Nicole’s dirty talk was both ridiculous and oddly arousing. But a part of me wondered if this was all being recorded, if out in the parking lot, staked out in the back of an ice cream truck that had been pimped into a mobile surveillance unit, friends of mine were listening in, wide-eyed and gleeful, headphones clamped to their ears, having a laugh at my expense. It was hard to be serious. “Nicole,” I said, “I’m grabbing on to your titties! I’m kissing you with reckless abandon! I’m pumping in and out of you, like, well … well, like an oil derrick! Or a piston? I’m the sword, baby, and you’re the scabbard!”

Eventually, I grew less bashful and got into it for real, and a few minutes later we came to a happy ending. Soon after, we said good night. The basketball game on the TV had ended long before, and I had no idea who’d won.

At seven thirty the next morning, the phone rang again, jarring me awake; my brother, too. He lifted his head from the pillow and said, “Who the fuck is calling?”

It was Nicole. “Girl,” I said, “I’m sleeping. Don’t you know what time it is?” I was about to hang up, but then, remembering our little moment of shared bliss a few hours before, I softened. “Look, here’s my cell number. Call me later, okay?”

*

A few months earlier, I’d published a book and hit the road with Peter for an eight-month cross-country tour. At each event, I read from my book and Peter played guitar and sang. We burned from one city to the next in an old Dodge conversion van we’d bought on eBay. Mostly, we crashed on sofas and floors at friends’ houses or stayed with folks we’d met that night at our show, though sometimes we’d take turns driving through till dawn while the other slept in the backseat, which folded down into a bed. It was actually so comfortable, a lot of nights I chose to sleep out in the van rather than on a stranger’s sagging couch. Once a month or so, dusted from the road, we’d splurge on some raggedy hotel, like that Motel 6 on the outskirts of Austin. The night Nicole found me, Peter and I had been on the road for six months; we were about a hundred shows into the tour.

Three nights later, in Oklahoma City, I was getting ready for bed out in the van when my cell phone rang.
PRIVATE CALLER
, it said. It was Nicole. She was still whispering. “What’s up with the whispering?” I asked. She said her roommates were sleeping in the next room. We chatted for a few minutes, then got into the phone sex again. She told me she was tonguing my balls. This time I went Shakespeare: “Oh baby, wherefore art thy labia?” Afterward, she was about to hang up, but I said, “Nicole, that’s so impersonal. If the fantasy is that we’re having sex, I don’t want to just zip up my pants the second we’re done and leave. Can’t we just talk for a bit? You know, cuddle?”

◆ **Data listing**:

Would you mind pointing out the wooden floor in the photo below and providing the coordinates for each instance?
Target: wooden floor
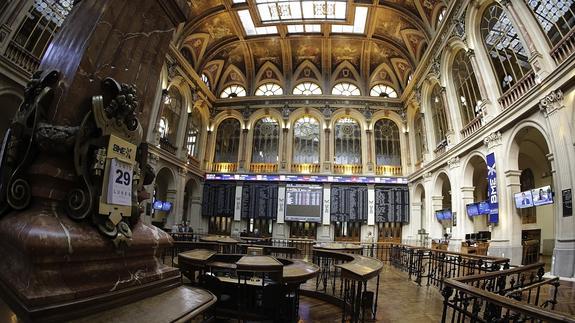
(400, 300)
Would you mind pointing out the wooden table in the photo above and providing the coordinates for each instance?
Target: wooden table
(180, 304)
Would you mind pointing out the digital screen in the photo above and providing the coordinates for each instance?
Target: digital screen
(542, 195)
(166, 206)
(157, 205)
(472, 209)
(483, 207)
(523, 200)
(303, 202)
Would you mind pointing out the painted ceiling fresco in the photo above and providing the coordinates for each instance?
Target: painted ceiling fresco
(217, 43)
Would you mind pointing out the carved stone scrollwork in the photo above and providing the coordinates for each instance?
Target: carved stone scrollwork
(113, 113)
(21, 142)
(551, 102)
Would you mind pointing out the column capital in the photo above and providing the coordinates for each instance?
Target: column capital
(552, 102)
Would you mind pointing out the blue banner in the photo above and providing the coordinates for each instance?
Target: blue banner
(492, 189)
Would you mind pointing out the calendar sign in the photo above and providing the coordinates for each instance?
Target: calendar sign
(120, 183)
(116, 198)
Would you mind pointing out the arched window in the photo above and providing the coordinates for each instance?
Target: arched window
(206, 80)
(387, 146)
(40, 24)
(507, 55)
(233, 91)
(269, 89)
(419, 137)
(266, 141)
(468, 95)
(307, 88)
(173, 105)
(438, 114)
(306, 141)
(193, 132)
(556, 18)
(228, 141)
(347, 142)
(383, 91)
(163, 127)
(345, 89)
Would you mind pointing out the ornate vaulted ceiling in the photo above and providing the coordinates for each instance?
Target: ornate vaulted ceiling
(393, 41)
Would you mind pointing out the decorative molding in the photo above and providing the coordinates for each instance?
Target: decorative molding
(454, 162)
(551, 102)
(492, 140)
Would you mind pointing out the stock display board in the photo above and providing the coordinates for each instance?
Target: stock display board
(259, 200)
(348, 203)
(391, 203)
(218, 199)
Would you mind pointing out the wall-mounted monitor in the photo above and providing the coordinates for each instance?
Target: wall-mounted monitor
(472, 209)
(304, 202)
(484, 207)
(157, 205)
(523, 200)
(166, 206)
(542, 195)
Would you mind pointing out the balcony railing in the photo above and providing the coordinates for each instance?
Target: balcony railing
(471, 127)
(263, 168)
(564, 48)
(305, 168)
(518, 90)
(166, 145)
(21, 58)
(387, 170)
(347, 169)
(224, 167)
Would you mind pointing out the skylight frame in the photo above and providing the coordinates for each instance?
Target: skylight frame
(267, 12)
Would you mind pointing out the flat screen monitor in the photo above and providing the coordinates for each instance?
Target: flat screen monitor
(303, 202)
(542, 195)
(166, 206)
(484, 207)
(523, 200)
(472, 209)
(439, 215)
(157, 205)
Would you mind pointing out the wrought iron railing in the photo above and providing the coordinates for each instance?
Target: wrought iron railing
(387, 170)
(514, 295)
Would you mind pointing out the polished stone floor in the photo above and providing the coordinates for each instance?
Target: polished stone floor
(400, 300)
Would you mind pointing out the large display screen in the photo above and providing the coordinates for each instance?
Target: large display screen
(523, 200)
(303, 203)
(484, 207)
(542, 195)
(472, 209)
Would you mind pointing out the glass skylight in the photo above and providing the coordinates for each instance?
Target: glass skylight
(304, 28)
(358, 26)
(250, 28)
(274, 11)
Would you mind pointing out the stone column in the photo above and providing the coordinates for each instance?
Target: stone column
(328, 161)
(562, 158)
(435, 227)
(284, 148)
(244, 151)
(370, 162)
(97, 41)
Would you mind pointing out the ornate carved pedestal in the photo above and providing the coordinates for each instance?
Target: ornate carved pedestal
(55, 267)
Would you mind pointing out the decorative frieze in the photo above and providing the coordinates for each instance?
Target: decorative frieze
(453, 162)
(551, 102)
(492, 140)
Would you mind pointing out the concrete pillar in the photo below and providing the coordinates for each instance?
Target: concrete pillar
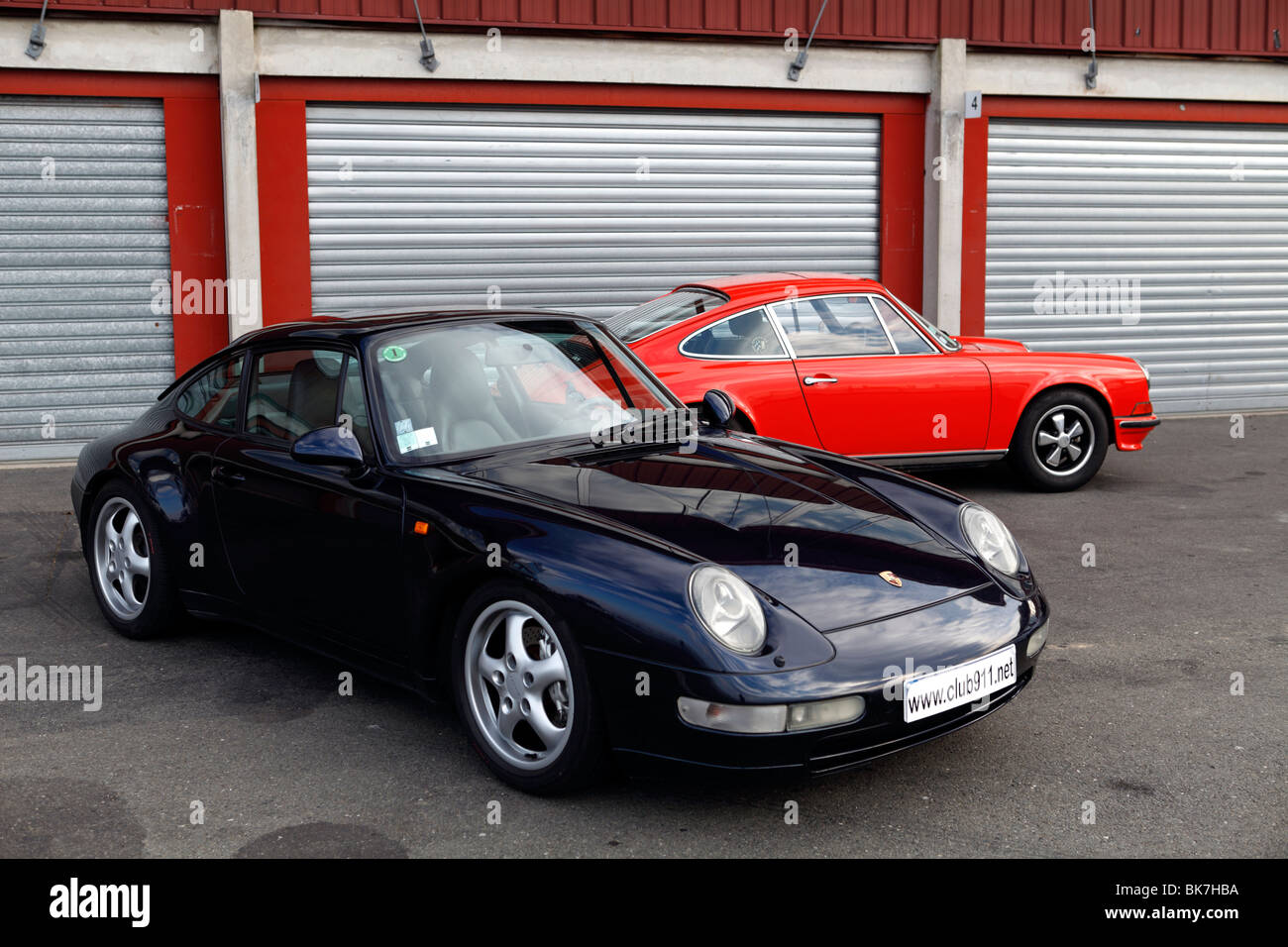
(945, 154)
(237, 67)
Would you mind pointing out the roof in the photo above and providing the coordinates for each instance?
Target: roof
(359, 324)
(747, 286)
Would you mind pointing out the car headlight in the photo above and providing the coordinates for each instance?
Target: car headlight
(991, 539)
(728, 608)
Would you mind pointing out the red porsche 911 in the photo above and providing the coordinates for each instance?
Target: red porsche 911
(835, 361)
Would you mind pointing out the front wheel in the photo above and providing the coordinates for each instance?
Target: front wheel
(1060, 441)
(129, 574)
(522, 689)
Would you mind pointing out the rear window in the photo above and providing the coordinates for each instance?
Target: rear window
(666, 311)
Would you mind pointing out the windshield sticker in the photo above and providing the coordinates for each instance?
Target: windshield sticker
(411, 440)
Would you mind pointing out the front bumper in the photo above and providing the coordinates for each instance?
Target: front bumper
(1129, 432)
(647, 732)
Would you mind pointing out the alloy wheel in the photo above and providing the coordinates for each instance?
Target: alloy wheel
(121, 562)
(518, 684)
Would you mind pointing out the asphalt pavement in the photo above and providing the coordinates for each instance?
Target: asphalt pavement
(1134, 709)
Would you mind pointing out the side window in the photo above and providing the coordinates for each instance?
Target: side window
(907, 338)
(355, 405)
(746, 335)
(211, 398)
(292, 392)
(832, 326)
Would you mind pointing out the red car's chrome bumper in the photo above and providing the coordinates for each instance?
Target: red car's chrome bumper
(1131, 432)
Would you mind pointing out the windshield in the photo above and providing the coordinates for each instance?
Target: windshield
(484, 385)
(665, 311)
(932, 331)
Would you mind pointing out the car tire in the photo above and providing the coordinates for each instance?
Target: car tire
(542, 736)
(128, 571)
(1060, 441)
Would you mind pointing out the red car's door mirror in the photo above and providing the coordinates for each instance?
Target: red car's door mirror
(717, 408)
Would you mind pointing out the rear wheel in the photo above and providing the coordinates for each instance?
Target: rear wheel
(522, 688)
(128, 573)
(1060, 441)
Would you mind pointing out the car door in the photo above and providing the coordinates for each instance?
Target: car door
(310, 547)
(745, 356)
(209, 408)
(870, 395)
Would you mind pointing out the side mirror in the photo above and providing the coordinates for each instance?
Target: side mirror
(329, 446)
(717, 407)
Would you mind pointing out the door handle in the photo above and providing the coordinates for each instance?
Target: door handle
(224, 475)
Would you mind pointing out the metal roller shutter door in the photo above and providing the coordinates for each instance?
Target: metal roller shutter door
(84, 235)
(1197, 213)
(584, 209)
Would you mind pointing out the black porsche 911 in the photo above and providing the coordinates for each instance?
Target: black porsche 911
(507, 508)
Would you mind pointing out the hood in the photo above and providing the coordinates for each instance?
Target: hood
(979, 343)
(809, 539)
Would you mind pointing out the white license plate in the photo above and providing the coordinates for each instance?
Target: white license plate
(952, 686)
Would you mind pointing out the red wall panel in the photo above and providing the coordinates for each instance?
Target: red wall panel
(903, 147)
(286, 283)
(1163, 26)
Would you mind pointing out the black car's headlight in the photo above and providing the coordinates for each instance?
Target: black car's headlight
(991, 539)
(728, 608)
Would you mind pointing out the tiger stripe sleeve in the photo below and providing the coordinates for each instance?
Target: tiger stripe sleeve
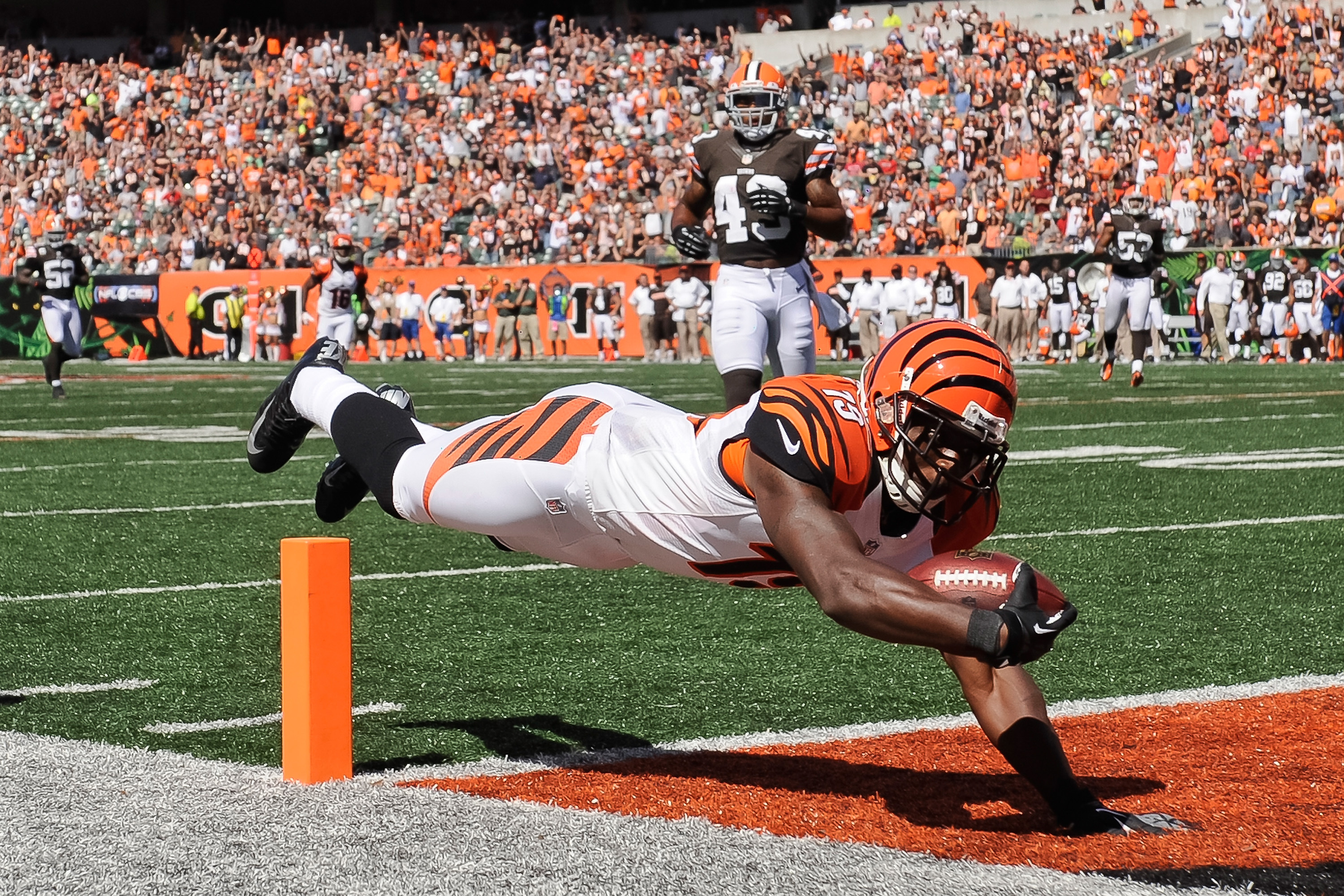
(811, 431)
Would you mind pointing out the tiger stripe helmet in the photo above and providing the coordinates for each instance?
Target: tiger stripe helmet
(343, 248)
(939, 402)
(756, 99)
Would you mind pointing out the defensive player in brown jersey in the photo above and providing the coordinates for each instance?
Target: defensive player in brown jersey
(342, 280)
(823, 481)
(57, 269)
(768, 186)
(1133, 245)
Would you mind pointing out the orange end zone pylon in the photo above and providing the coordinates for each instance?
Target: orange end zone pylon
(315, 664)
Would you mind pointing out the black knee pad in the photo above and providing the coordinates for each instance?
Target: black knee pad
(740, 386)
(373, 436)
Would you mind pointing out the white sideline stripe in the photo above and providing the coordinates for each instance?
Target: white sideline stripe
(45, 468)
(263, 583)
(120, 684)
(253, 722)
(1111, 425)
(1068, 708)
(232, 505)
(1175, 527)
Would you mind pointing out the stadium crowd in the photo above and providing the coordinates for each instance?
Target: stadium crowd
(961, 136)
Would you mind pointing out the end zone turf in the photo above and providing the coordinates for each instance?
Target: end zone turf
(1262, 777)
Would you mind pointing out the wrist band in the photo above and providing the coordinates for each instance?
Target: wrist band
(983, 632)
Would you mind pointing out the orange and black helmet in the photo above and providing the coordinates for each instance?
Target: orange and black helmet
(939, 401)
(343, 248)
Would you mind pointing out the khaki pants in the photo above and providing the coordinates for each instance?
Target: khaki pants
(506, 330)
(870, 334)
(530, 332)
(689, 336)
(1219, 315)
(647, 336)
(1011, 326)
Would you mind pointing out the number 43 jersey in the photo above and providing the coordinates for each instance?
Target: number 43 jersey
(732, 170)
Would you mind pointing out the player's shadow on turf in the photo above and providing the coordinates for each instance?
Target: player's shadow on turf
(929, 798)
(526, 735)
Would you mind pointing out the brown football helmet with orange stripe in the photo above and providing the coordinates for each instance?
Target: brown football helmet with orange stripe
(939, 401)
(756, 97)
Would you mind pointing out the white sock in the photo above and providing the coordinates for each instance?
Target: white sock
(320, 390)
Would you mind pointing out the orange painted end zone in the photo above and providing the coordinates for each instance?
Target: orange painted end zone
(1265, 778)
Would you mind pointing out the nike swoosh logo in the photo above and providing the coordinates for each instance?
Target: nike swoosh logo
(252, 436)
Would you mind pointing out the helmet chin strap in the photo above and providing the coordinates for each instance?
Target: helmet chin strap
(898, 482)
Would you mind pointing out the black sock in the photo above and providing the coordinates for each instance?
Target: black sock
(1033, 747)
(373, 436)
(740, 386)
(1139, 345)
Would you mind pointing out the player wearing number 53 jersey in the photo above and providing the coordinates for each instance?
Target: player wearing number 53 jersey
(56, 271)
(768, 186)
(823, 481)
(342, 279)
(1133, 246)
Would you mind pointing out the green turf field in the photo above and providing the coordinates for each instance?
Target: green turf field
(526, 663)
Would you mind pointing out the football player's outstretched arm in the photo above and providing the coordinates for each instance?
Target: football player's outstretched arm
(826, 215)
(687, 233)
(858, 593)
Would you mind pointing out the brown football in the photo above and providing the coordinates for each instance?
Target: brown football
(983, 579)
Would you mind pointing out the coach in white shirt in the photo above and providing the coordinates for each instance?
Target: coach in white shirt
(685, 295)
(642, 300)
(921, 295)
(1034, 295)
(1006, 308)
(866, 299)
(1215, 296)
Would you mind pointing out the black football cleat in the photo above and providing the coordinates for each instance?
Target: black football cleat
(340, 489)
(279, 431)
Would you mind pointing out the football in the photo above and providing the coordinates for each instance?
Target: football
(983, 579)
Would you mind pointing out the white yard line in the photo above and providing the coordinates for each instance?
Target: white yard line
(549, 567)
(45, 468)
(1198, 421)
(264, 583)
(1068, 708)
(253, 722)
(121, 684)
(1175, 527)
(1174, 400)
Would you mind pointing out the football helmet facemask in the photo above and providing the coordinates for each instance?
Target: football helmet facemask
(1135, 206)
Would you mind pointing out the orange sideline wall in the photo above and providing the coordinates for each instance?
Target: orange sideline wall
(175, 287)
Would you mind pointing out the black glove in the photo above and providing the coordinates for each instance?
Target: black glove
(768, 202)
(1031, 632)
(691, 241)
(1094, 818)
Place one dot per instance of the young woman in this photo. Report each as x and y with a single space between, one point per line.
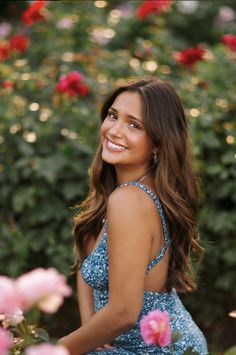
138 228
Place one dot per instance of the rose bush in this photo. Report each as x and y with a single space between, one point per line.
40 288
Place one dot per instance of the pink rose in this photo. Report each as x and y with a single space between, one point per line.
155 328
6 341
46 349
45 288
12 319
9 299
230 41
189 56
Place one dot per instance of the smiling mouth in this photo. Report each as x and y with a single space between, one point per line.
114 147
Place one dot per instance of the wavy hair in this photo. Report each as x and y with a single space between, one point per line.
174 177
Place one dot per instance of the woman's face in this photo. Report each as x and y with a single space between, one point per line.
123 134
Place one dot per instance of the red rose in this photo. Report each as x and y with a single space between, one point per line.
152 7
83 90
32 14
189 56
4 52
230 41
19 43
72 84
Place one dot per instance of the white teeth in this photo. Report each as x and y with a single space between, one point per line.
114 146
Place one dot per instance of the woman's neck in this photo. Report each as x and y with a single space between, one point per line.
139 177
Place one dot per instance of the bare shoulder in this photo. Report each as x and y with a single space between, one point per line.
130 200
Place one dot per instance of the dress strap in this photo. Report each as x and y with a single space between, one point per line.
156 260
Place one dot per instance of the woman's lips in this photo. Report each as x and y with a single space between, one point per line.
114 146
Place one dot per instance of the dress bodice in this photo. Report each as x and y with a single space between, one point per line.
95 271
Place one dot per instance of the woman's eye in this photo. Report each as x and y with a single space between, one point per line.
134 125
111 115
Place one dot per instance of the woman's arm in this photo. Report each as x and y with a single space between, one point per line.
85 299
129 245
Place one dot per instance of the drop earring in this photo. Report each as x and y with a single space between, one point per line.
155 158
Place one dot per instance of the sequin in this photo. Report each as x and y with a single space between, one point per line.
95 272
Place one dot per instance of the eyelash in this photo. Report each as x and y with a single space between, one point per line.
135 125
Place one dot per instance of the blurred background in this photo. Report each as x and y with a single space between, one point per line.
58 60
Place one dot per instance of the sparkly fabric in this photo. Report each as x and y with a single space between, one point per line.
95 272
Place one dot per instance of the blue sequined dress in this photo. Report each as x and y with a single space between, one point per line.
94 271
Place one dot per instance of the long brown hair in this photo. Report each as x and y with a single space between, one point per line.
174 178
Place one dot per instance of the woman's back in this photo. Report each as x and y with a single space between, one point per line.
95 271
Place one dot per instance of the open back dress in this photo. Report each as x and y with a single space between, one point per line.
94 271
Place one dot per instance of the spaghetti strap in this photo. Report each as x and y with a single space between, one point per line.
158 258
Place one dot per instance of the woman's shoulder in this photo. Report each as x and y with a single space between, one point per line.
130 197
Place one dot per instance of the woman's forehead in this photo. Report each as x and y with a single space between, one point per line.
128 103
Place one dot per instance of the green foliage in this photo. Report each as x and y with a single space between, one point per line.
48 140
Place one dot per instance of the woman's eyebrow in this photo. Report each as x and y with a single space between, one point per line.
130 116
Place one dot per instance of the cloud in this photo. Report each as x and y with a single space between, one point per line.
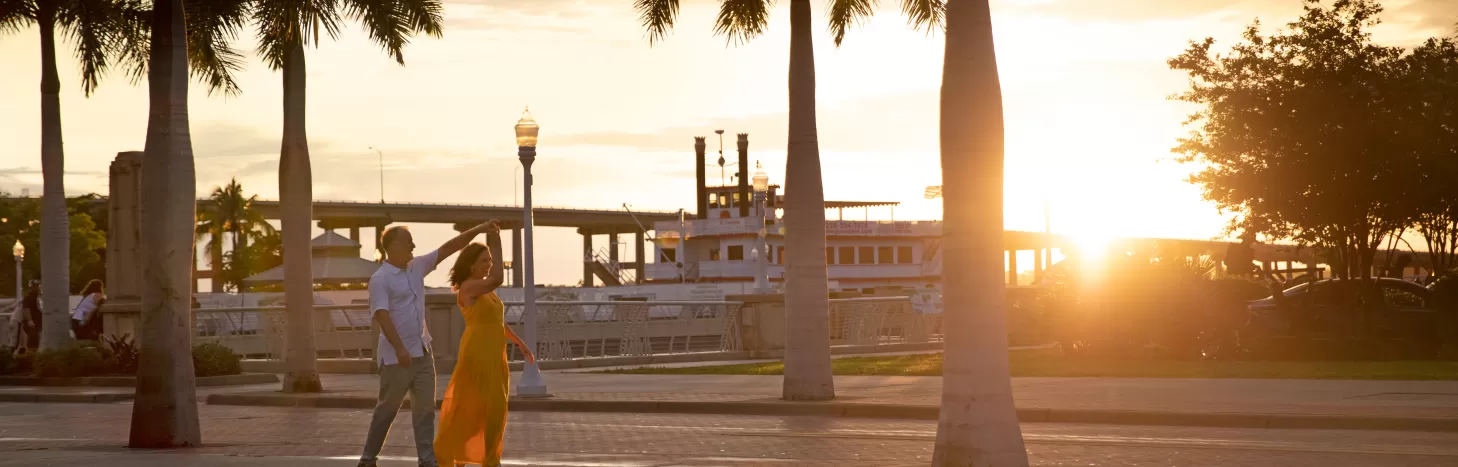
1133 10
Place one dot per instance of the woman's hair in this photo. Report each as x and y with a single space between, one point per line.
94 286
462 269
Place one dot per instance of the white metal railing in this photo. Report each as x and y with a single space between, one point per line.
566 329
258 332
878 320
591 329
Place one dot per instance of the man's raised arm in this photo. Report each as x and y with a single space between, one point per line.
459 241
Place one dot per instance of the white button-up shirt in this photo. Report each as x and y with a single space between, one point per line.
403 294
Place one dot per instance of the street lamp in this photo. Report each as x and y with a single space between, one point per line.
19 254
761 187
531 383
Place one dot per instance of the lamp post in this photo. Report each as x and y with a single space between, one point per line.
19 254
761 187
531 381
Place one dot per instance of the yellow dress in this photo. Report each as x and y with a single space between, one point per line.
473 415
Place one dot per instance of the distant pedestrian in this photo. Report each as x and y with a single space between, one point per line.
85 318
31 317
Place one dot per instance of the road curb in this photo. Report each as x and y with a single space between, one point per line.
64 399
833 409
131 381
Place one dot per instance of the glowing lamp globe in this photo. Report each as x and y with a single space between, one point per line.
761 183
527 130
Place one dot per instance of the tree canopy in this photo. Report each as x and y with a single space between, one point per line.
1317 133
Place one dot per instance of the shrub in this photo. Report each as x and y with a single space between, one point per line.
121 353
213 359
72 361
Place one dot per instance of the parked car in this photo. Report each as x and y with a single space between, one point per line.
1337 308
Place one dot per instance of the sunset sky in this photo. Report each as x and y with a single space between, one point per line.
1085 89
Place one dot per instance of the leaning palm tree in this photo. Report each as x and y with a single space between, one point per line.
807 283
166 41
104 32
94 26
231 213
285 26
979 425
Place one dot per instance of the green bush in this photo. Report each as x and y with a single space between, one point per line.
72 361
213 359
9 364
121 355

◆ **Instruction**:
Copy the excerpt starting at the words "Eventually, I grew" and stopping after "idea who’d won.", substituting "hockey game" for "basketball game".

◆ **Task output**:
Eventually, I grew less bashful and got into it for real, and a few minutes later we came to a happy ending. Soon after, we said good night. The hockey game on the TV had ended long before, and I had no idea who’d won.